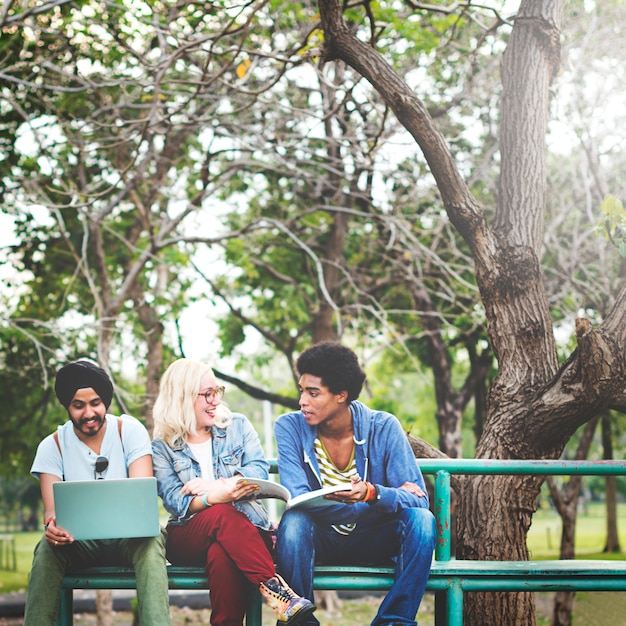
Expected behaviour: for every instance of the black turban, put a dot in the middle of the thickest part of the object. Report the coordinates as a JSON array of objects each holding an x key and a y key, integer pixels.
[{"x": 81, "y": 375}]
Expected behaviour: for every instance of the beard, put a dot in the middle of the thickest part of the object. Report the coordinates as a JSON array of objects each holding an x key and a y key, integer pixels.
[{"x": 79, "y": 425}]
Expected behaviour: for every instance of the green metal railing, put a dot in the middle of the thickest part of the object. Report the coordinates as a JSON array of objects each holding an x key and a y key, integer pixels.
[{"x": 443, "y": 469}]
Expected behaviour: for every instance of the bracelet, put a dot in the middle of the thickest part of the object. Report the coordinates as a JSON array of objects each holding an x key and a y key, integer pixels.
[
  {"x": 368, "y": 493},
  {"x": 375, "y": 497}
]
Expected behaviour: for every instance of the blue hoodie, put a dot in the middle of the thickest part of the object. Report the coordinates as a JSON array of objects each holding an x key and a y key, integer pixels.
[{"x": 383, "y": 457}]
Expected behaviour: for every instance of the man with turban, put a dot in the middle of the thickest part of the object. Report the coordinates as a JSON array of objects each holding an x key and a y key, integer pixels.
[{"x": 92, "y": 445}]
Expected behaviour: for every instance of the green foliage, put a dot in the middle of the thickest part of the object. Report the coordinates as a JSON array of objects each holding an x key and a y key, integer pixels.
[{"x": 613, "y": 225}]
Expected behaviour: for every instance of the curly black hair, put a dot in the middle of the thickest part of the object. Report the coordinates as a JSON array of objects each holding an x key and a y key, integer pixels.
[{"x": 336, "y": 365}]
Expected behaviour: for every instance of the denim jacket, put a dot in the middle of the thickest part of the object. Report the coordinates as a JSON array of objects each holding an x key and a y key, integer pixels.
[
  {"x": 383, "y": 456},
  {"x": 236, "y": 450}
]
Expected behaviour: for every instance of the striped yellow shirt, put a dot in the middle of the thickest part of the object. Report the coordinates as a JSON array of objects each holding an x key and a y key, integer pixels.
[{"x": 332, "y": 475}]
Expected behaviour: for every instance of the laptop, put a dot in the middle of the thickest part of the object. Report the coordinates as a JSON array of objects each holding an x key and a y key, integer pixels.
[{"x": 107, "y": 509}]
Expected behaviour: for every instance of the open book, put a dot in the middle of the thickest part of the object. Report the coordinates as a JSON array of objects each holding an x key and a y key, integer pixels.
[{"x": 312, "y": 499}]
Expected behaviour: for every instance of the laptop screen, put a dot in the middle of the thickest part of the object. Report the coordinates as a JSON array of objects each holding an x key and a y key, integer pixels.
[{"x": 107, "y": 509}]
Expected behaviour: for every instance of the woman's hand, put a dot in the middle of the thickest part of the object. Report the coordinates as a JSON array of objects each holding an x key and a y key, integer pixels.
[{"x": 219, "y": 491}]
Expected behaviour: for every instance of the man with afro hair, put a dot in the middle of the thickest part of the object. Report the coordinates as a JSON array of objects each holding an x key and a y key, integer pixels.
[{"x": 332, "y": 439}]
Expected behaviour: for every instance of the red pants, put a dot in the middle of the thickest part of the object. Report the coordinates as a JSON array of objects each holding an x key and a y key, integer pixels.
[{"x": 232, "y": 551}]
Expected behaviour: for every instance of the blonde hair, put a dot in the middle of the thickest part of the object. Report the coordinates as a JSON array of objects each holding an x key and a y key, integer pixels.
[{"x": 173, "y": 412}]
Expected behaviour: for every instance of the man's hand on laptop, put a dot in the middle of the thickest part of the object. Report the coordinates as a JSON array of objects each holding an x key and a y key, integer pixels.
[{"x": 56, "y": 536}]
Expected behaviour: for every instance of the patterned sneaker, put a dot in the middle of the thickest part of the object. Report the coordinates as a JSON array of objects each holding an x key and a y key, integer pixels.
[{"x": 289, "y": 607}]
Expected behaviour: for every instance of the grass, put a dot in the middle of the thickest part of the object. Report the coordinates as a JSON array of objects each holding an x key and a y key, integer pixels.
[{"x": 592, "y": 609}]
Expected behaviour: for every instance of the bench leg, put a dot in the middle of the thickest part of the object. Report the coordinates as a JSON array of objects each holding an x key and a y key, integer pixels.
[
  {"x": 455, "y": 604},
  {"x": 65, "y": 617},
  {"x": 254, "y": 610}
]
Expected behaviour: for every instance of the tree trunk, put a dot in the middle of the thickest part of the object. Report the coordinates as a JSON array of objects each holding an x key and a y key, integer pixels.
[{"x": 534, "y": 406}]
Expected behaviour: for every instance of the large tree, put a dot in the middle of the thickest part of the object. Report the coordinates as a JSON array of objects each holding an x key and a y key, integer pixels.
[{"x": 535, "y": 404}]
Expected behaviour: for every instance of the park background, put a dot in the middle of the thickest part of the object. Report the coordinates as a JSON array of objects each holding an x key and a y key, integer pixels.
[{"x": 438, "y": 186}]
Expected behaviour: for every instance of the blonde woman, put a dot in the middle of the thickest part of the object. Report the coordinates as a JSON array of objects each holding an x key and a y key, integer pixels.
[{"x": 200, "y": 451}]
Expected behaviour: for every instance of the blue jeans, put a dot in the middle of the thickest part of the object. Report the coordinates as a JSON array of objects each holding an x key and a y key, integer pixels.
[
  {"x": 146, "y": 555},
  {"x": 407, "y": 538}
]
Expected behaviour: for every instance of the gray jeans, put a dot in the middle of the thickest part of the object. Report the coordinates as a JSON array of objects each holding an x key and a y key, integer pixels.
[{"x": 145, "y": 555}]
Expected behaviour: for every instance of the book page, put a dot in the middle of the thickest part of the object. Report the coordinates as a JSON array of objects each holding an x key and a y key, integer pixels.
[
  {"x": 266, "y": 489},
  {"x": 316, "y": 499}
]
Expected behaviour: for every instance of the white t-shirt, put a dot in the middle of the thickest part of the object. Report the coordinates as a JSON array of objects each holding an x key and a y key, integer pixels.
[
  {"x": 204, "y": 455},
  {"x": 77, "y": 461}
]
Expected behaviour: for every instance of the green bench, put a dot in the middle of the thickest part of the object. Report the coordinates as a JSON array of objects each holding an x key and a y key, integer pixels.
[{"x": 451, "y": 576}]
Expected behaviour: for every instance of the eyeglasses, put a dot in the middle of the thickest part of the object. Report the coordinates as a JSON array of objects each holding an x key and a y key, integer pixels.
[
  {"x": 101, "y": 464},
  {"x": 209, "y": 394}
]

------------------------------------

WHAT IS BEING ASKED
Take the records above and transcribe them exactly, dropping every picture.

YOUR SOLUTION
Expected behaviour: for every instance of the black turban, put a dot in the middle of the thickest part of the object. Report the coordinates as a JSON array of objects each holding an x key and a y key, integer pixels.
[{"x": 81, "y": 375}]
Expected behaviour: for every instance of the beard, put a dot in the middle of the thickest part of the object. Report the coordinates as a JSON array of objects each holding an x key and a y key, integer pixels.
[{"x": 79, "y": 425}]
Expected behaviour: for every instance of the green metal railing, put a dot in the middle of the thickest part of the object. Report the coordinates as a JSON array of objects each holding an x key and a y key, integer pixels.
[{"x": 443, "y": 469}]
Expected behaviour: for every instance of the bracelet, put a dot in the middle of the thickest part of the object. Report the coordinates as a JSON array of objects each holding an x key and a y key, integer pixels.
[
  {"x": 368, "y": 493},
  {"x": 375, "y": 497}
]
Expected behaviour: for every instance of the blue hoodie, put a dot in the middle of the thickest part of the object. Report the coordinates as a JSON array of objects each holding an x key and a y key, integer pixels.
[{"x": 383, "y": 457}]
Expected behaviour: for every instance of the man with turban, put a dot in the middle of the thickest part of the object. Report the coordinates as a JSON array of objects each holding an x key and a y key, integer pixels.
[{"x": 92, "y": 445}]
Expected behaviour: for every instance of the green foliage, put a dot in the middle of the thickest part of the object. Report the coordinates as a JSON array of objects each holding an x key and a y key, integer pixels.
[{"x": 613, "y": 225}]
Expected behaviour: for every instance of the curly black hair, put a dot in the middle of the thickest part of the object. Report the coordinates as a JSON array of objects each holding an x key and a y key, integer pixels.
[{"x": 336, "y": 365}]
Expected behaviour: for every instance of the denim jacket, put a dot in the middle of the thickest part of the object. Report the coordinates as a JSON array of objects each holding an x key and a y key, integer pixels.
[
  {"x": 383, "y": 456},
  {"x": 236, "y": 450}
]
Expected behaviour: for every instance of the striped yellow shirt, put a dot in the middle of the thickest part of the object. Report the coordinates as a JSON array of objects each holding an x key and a y key, integer pixels.
[{"x": 332, "y": 475}]
Expected behaviour: for every instance of the laptop, put a dot in the middle of the thickest part of the object. Report the coordinates as a JSON array of objects each holding an x key and a y key, integer pixels.
[{"x": 107, "y": 509}]
Expected behaviour: for every instance of the open book, put a dot in the middle of the thickest part of the object. Report the coordinates as a JSON array of objects each holding an x key and a y key, integer pixels.
[{"x": 312, "y": 499}]
Expected behaviour: for every instance of the laptop screen, put a dot in the middle of the thickest part of the object. Report the coordinates as a JSON array of objects each holding an x key and a y key, integer pixels.
[{"x": 107, "y": 509}]
Expected behaviour: for every instance of the woman's hand, put a dot in the middle of the thickest part of the object. Report the coordinates as a JSON array of objects each holding an x key and a y key, integer pixels.
[{"x": 219, "y": 491}]
Expected behaviour: for every instance of the man with afro hair, put a dot in the middle of the thickest part of the object. Report the coordinates as a JSON array of objects each holding an x key and a y key, integer pixels.
[{"x": 332, "y": 439}]
Expected behaviour: for every instance of the red pants, put a dot in the middle of the thickest part of the object. Report the coordinates as a JSON array of objects each holding an x key and a y key, integer pixels.
[{"x": 232, "y": 551}]
Expected behaviour: for every instance of the blonde hair, put a dot in the middle of the thickest part of the object. Report the coordinates as a JSON array of objects each holding an x key and a y key, integer pixels.
[{"x": 173, "y": 412}]
Expected behaviour: for every instance of the man's hand on laptop, put a dot in the middle of the thickest part of the object. Report the coordinates as a JSON array of objects each holding an x key and a y key, integer pixels.
[{"x": 56, "y": 536}]
Expected behaviour: for every instance of the patterned sneaker, put a dot in the middle of the thickest part of the object. Report the coordinates as a JSON array of objects each holding an x key and a y key, integer pixels.
[{"x": 289, "y": 607}]
Expected behaviour: for every instance of the grass, put a dot in the middle of the thickest part of the object. Report the coordinates as a JSON array of objects each holding an x key and a y key, integer pixels.
[{"x": 592, "y": 609}]
Expected behaviour: for every instance of the bench leg, put a dot in the middle of the thickest part of the object. Report the coordinates as a JSON array of objects each holding an x key and a y key, integer pixels.
[
  {"x": 455, "y": 604},
  {"x": 65, "y": 617},
  {"x": 254, "y": 610}
]
Expected behaviour: for every instance of the tree trunk, put a dot in the middle of the thickest part of the object. Report the coordinates as a JSON array of objects each holding an x key and a y key, integer pixels.
[{"x": 534, "y": 406}]
Expected behaviour: for every instance of the large tree, put a dot in the middle of the thickest part of the object. Report the coordinates as a JSON array of objects each holding an x key and a y key, integer pixels.
[{"x": 535, "y": 404}]
Expected behaviour: for every instance of the park background, put a dot in the middle of the thickest part of the object. Report the coordinates as a JSON array of objects each holding an x key and a y key, integer pixels.
[{"x": 438, "y": 186}]
Expected behaviour: for every instance of the blonde woman, put a dot in the middle of the thickest part of the object. Report the coordinates as a JSON array of objects each holding an x key and a y key, integer pixels.
[{"x": 200, "y": 451}]
Expected behaviour: for every instance of the blue jeans, put a dot in the middle of the thickest part of the object. Report the coordinates as a JSON array of objects each holding an x key and a y key, integer pixels.
[
  {"x": 146, "y": 555},
  {"x": 407, "y": 538}
]
Expected behaviour: for every instance of the gray jeans, put a dot in the middle of the thickest part of the object. Report the coordinates as a JSON array of objects each holding an x key and a y key, integer pixels.
[{"x": 145, "y": 555}]
Expected behaviour: for every instance of the book page, put a dot in the middle of the thickest part of the object. Report the coordinates as a JSON array of objects each holding an x key and a y key, integer pixels.
[
  {"x": 266, "y": 489},
  {"x": 316, "y": 499}
]
Expected behaviour: for every instance of the white t-shirt, put a dot in the middle of the thickest part of the object. Report the coordinates as a JSON array of objects each holding an x key and a y key, integer pixels.
[
  {"x": 204, "y": 455},
  {"x": 77, "y": 461}
]
Expected behaviour: for every instance of the green bench, put a dot in the middle of the thickest part of the object. Report the coordinates as a JSON array of objects each holding an x key and a y key, integer pixels.
[{"x": 451, "y": 576}]
Expected behaviour: for every instance of the eyeglasses, put a dot in the middle of the thickest part of the object. Report the coordinates as a JSON array of objects each holding an x key and a y key, integer pixels.
[
  {"x": 101, "y": 464},
  {"x": 209, "y": 394}
]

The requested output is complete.